▶ [What this task involves]: In the stretch of records that starts with the line containing "Phrase -- stainless steel appliance" and ends with the line containing "(1159, 150)", swap "cabinet drawer" for "kitchen drawer" and give back only those lines with everything else left as it is. Omit the picture lines from your answer.

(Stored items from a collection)
--------------------

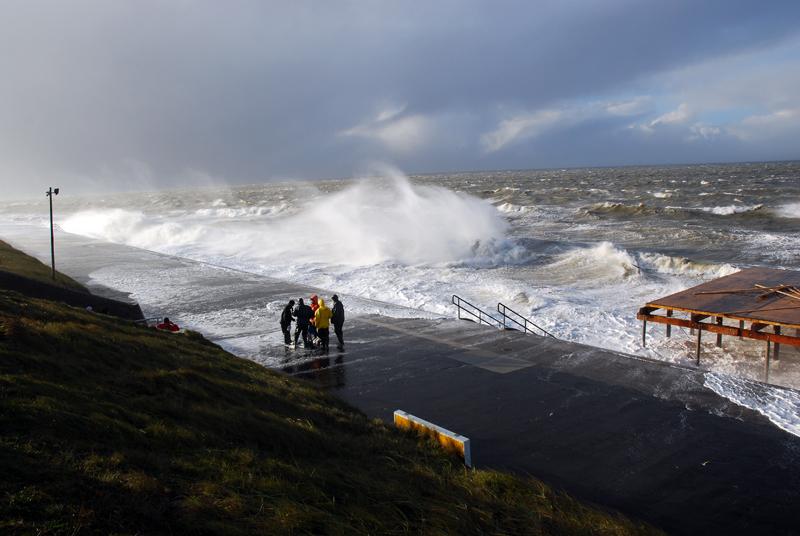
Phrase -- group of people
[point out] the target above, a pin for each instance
(313, 322)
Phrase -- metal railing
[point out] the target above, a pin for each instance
(523, 322)
(478, 315)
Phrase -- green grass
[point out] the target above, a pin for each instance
(17, 262)
(106, 428)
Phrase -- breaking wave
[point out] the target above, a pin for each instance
(371, 222)
(622, 210)
(779, 405)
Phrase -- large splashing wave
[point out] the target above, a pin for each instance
(374, 221)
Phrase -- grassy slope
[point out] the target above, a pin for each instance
(114, 428)
(106, 427)
(17, 262)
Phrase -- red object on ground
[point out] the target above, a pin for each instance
(168, 326)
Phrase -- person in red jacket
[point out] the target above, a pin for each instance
(312, 326)
(166, 325)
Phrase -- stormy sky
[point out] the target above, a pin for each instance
(112, 95)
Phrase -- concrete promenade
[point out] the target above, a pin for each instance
(642, 436)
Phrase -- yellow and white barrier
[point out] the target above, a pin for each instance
(449, 440)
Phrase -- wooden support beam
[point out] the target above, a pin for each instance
(669, 326)
(725, 330)
(644, 333)
(699, 334)
(766, 370)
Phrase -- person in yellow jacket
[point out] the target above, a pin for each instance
(322, 320)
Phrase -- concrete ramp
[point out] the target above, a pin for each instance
(642, 436)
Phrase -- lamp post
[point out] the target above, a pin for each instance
(50, 193)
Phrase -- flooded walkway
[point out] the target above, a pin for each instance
(643, 436)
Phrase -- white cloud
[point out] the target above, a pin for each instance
(628, 108)
(520, 127)
(760, 127)
(532, 124)
(398, 133)
(677, 116)
(702, 131)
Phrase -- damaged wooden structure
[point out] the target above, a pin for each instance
(756, 303)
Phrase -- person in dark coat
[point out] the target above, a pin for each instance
(286, 322)
(303, 314)
(337, 319)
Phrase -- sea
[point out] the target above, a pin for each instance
(577, 251)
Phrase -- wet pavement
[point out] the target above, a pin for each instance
(643, 436)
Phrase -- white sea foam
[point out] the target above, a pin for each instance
(666, 264)
(790, 210)
(374, 221)
(731, 209)
(779, 405)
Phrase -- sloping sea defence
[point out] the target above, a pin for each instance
(110, 427)
(643, 436)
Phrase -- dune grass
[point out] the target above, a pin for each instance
(110, 428)
(14, 261)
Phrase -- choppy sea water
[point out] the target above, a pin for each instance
(578, 251)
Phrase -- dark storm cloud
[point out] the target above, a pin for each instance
(135, 94)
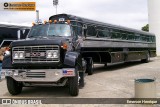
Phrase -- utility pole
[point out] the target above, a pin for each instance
(55, 3)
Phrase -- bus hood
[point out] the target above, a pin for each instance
(35, 42)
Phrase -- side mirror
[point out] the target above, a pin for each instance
(84, 26)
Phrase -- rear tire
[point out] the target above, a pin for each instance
(73, 84)
(81, 81)
(90, 66)
(147, 58)
(13, 86)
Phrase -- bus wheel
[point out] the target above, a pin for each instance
(73, 84)
(13, 86)
(90, 66)
(147, 58)
(81, 81)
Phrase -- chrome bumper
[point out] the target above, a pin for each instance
(41, 75)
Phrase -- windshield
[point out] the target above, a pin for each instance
(50, 30)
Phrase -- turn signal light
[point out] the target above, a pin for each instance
(55, 21)
(50, 21)
(45, 22)
(33, 24)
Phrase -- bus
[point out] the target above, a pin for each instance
(106, 43)
(9, 33)
(59, 52)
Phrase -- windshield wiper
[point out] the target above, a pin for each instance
(56, 35)
(37, 36)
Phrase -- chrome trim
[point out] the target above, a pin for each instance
(38, 50)
(38, 75)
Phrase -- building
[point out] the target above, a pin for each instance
(10, 32)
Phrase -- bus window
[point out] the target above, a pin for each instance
(153, 39)
(91, 31)
(137, 38)
(103, 33)
(124, 36)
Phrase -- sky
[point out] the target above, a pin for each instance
(128, 13)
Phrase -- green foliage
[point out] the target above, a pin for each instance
(146, 28)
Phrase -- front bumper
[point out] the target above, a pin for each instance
(39, 75)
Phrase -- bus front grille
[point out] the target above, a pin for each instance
(34, 54)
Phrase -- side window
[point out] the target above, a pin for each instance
(131, 37)
(153, 39)
(113, 34)
(124, 36)
(137, 37)
(143, 38)
(116, 34)
(91, 31)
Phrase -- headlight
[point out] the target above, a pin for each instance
(18, 55)
(52, 54)
(7, 53)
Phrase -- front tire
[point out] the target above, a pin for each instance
(13, 86)
(81, 81)
(90, 66)
(73, 84)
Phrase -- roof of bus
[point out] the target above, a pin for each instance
(85, 20)
(14, 25)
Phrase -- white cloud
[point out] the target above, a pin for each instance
(130, 13)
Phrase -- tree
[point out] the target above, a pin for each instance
(146, 28)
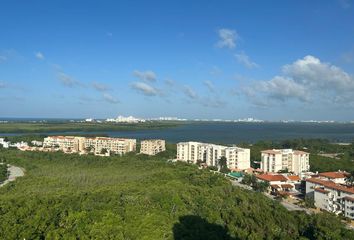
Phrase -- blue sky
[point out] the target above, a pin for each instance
(191, 59)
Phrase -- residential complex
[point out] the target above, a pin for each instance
(237, 158)
(122, 119)
(276, 160)
(331, 193)
(97, 144)
(152, 146)
(283, 184)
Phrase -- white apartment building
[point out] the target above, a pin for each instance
(80, 144)
(275, 160)
(237, 158)
(331, 196)
(115, 145)
(64, 143)
(152, 146)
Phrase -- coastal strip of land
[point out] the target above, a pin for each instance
(43, 127)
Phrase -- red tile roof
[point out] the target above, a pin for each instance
(270, 178)
(332, 175)
(297, 152)
(349, 198)
(272, 151)
(321, 190)
(294, 178)
(331, 185)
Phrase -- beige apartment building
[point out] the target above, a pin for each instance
(65, 143)
(152, 146)
(80, 144)
(237, 158)
(275, 160)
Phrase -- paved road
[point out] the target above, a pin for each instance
(287, 205)
(15, 172)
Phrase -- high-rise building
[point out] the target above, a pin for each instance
(236, 158)
(276, 160)
(152, 146)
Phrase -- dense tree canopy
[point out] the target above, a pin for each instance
(141, 197)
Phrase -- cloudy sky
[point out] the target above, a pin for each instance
(193, 59)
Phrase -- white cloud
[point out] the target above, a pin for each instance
(39, 55)
(100, 87)
(283, 88)
(344, 3)
(3, 58)
(209, 85)
(228, 38)
(307, 80)
(109, 98)
(170, 82)
(145, 75)
(245, 60)
(189, 92)
(67, 80)
(145, 89)
(313, 73)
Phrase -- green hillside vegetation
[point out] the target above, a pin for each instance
(26, 127)
(3, 172)
(140, 197)
(314, 147)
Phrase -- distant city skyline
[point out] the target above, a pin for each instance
(284, 60)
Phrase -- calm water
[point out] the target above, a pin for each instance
(240, 132)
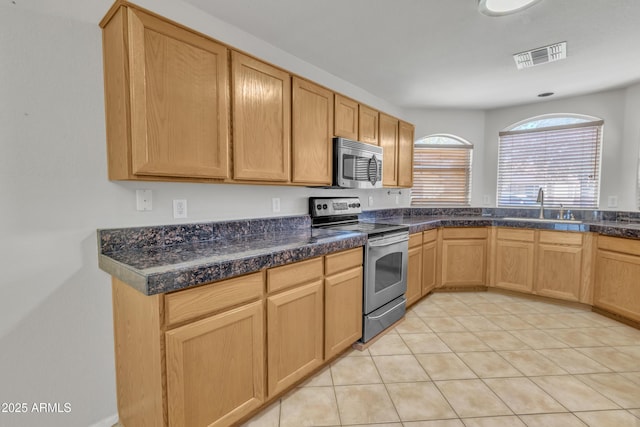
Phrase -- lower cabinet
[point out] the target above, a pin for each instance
(616, 287)
(464, 256)
(429, 259)
(295, 335)
(559, 270)
(414, 273)
(514, 259)
(212, 354)
(343, 301)
(215, 368)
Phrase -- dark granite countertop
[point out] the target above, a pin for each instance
(154, 270)
(167, 258)
(418, 224)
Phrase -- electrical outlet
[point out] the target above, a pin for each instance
(180, 208)
(144, 200)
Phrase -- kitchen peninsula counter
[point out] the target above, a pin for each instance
(161, 259)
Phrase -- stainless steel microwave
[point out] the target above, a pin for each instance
(356, 164)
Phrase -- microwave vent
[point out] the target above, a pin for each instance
(541, 55)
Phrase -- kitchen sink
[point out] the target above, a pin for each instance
(549, 220)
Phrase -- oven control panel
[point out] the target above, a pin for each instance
(330, 206)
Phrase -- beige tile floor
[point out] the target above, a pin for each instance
(478, 359)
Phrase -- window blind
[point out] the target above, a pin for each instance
(441, 175)
(563, 160)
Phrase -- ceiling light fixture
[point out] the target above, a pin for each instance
(504, 7)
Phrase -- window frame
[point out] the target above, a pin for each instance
(583, 121)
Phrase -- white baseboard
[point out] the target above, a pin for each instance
(106, 422)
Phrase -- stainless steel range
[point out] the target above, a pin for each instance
(385, 261)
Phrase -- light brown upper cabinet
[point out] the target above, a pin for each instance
(167, 99)
(405, 154)
(368, 124)
(346, 117)
(311, 133)
(261, 105)
(389, 143)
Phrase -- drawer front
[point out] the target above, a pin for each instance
(429, 236)
(192, 303)
(519, 235)
(415, 240)
(561, 238)
(464, 233)
(294, 274)
(341, 261)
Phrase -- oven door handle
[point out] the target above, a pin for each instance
(387, 241)
(388, 311)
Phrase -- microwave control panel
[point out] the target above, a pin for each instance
(330, 206)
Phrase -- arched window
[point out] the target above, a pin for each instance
(441, 171)
(559, 153)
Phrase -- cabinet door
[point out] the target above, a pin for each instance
(389, 143)
(405, 154)
(616, 284)
(343, 311)
(261, 120)
(346, 117)
(514, 265)
(368, 125)
(559, 271)
(312, 131)
(428, 267)
(295, 335)
(463, 262)
(179, 101)
(215, 368)
(414, 275)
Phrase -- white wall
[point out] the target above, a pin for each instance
(56, 342)
(619, 147)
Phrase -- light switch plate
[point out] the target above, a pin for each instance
(144, 200)
(180, 208)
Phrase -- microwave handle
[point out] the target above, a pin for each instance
(373, 179)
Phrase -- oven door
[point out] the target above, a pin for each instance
(385, 276)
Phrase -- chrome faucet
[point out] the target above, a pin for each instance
(540, 200)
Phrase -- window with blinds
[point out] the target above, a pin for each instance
(563, 159)
(441, 171)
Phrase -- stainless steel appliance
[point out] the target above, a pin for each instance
(356, 164)
(385, 260)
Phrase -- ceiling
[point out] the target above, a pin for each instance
(444, 53)
(432, 53)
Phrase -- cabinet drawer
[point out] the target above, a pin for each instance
(429, 236)
(341, 261)
(464, 233)
(519, 235)
(561, 238)
(415, 240)
(192, 303)
(294, 274)
(616, 244)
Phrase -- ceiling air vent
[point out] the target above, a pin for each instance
(541, 55)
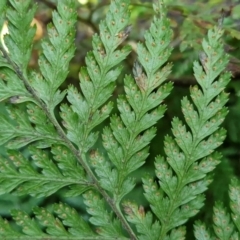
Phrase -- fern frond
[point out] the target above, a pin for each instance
(200, 231)
(101, 217)
(97, 80)
(234, 194)
(127, 140)
(17, 54)
(58, 222)
(42, 176)
(20, 129)
(224, 228)
(190, 156)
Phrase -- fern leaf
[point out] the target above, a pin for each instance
(101, 217)
(234, 194)
(88, 109)
(42, 176)
(190, 155)
(59, 222)
(200, 232)
(21, 129)
(128, 137)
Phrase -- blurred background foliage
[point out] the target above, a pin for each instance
(190, 20)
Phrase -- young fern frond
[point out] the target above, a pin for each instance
(70, 161)
(127, 138)
(97, 80)
(190, 156)
(42, 89)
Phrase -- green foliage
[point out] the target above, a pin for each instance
(52, 141)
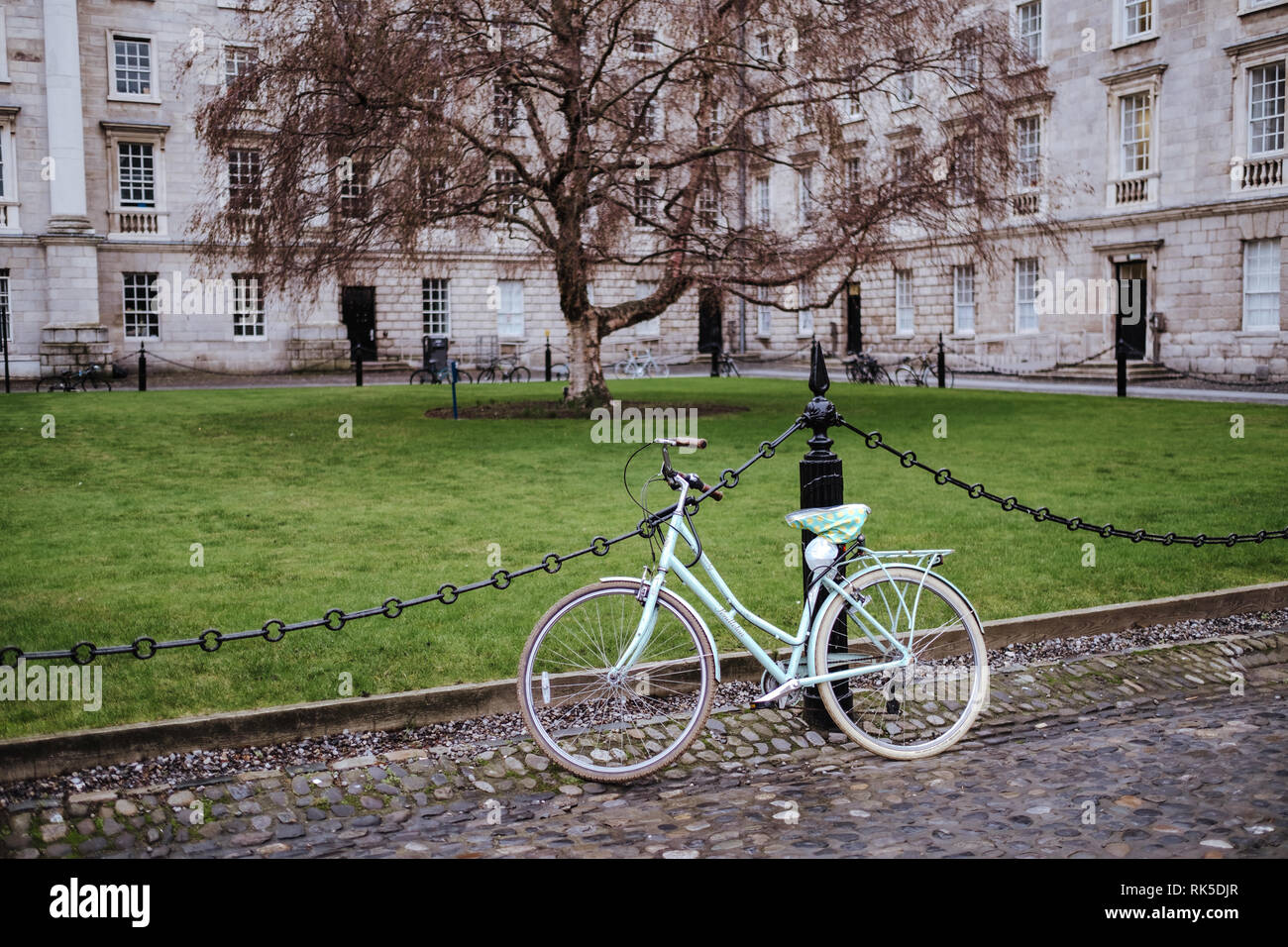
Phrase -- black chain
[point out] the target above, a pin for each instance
(909, 460)
(335, 618)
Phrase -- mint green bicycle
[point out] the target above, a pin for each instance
(617, 678)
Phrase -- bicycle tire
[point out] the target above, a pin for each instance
(619, 729)
(944, 656)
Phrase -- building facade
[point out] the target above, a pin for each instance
(1159, 150)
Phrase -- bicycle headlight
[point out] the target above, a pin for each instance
(820, 553)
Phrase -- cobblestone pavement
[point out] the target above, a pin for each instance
(1173, 751)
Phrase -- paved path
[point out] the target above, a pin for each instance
(1173, 751)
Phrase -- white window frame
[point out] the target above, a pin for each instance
(509, 308)
(1262, 283)
(1025, 294)
(436, 307)
(764, 202)
(1283, 106)
(248, 307)
(1021, 38)
(4, 51)
(1121, 12)
(905, 307)
(154, 312)
(9, 202)
(805, 313)
(649, 329)
(964, 299)
(154, 94)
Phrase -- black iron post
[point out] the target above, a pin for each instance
(822, 484)
(1122, 368)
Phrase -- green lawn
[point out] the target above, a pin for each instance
(98, 522)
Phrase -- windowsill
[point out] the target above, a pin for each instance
(1261, 8)
(1136, 40)
(136, 99)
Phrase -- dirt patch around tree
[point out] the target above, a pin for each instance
(502, 410)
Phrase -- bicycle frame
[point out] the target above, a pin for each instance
(668, 562)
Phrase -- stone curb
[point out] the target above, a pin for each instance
(26, 758)
(349, 804)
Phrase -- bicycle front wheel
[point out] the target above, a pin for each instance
(614, 725)
(926, 706)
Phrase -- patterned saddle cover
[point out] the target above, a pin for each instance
(838, 523)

--------------------

▶ [Output of the task]:
Phrase -- stainless steel appliance
[point out] the target above, a pin for each instance
(356, 164)
(385, 260)
Phrase -- ceiling
[point out] the target above, a pin for each instance
(444, 53)
(432, 53)
Phrase -- kitchen drawer
[point out] the target above, a pin for each instance
(429, 236)
(341, 261)
(464, 233)
(519, 235)
(561, 238)
(415, 240)
(192, 303)
(294, 274)
(616, 244)
Phrase -- ceiling air vent
[point out] the target above, a pin for each instance
(541, 55)
Phrase -- fern frond
[point out] the target above, a pin for each instance
(200, 231)
(101, 217)
(97, 80)
(234, 194)
(127, 140)
(17, 54)
(58, 222)
(42, 176)
(20, 129)
(224, 228)
(190, 156)
Phrase -- fern leaf
[point out] the target above, a pin for each instance
(101, 217)
(234, 194)
(88, 109)
(42, 176)
(190, 155)
(59, 222)
(200, 232)
(21, 129)
(128, 137)
Phrase -- blurred background foliage
[point out] the target above, a pin for each instance
(190, 20)
Phrase -- young fern frond
[point out] the target above, a pin for each instance
(70, 161)
(127, 138)
(97, 80)
(190, 156)
(42, 89)
Phrase -- green foliage
[point out] the target above, a pin for each instance
(52, 141)
Phrase -- black chain
[point out] the target above, a pin for each instance
(909, 460)
(335, 618)
Phrase -- mint green bicycle
[point out] the target above, a pin for each instance
(617, 678)
Phrase -- bicycle tire
[point out] the target above, a pin for each instance
(619, 729)
(944, 656)
Phrase -- building facade
[point out] the target above, a pin for each instance
(1159, 150)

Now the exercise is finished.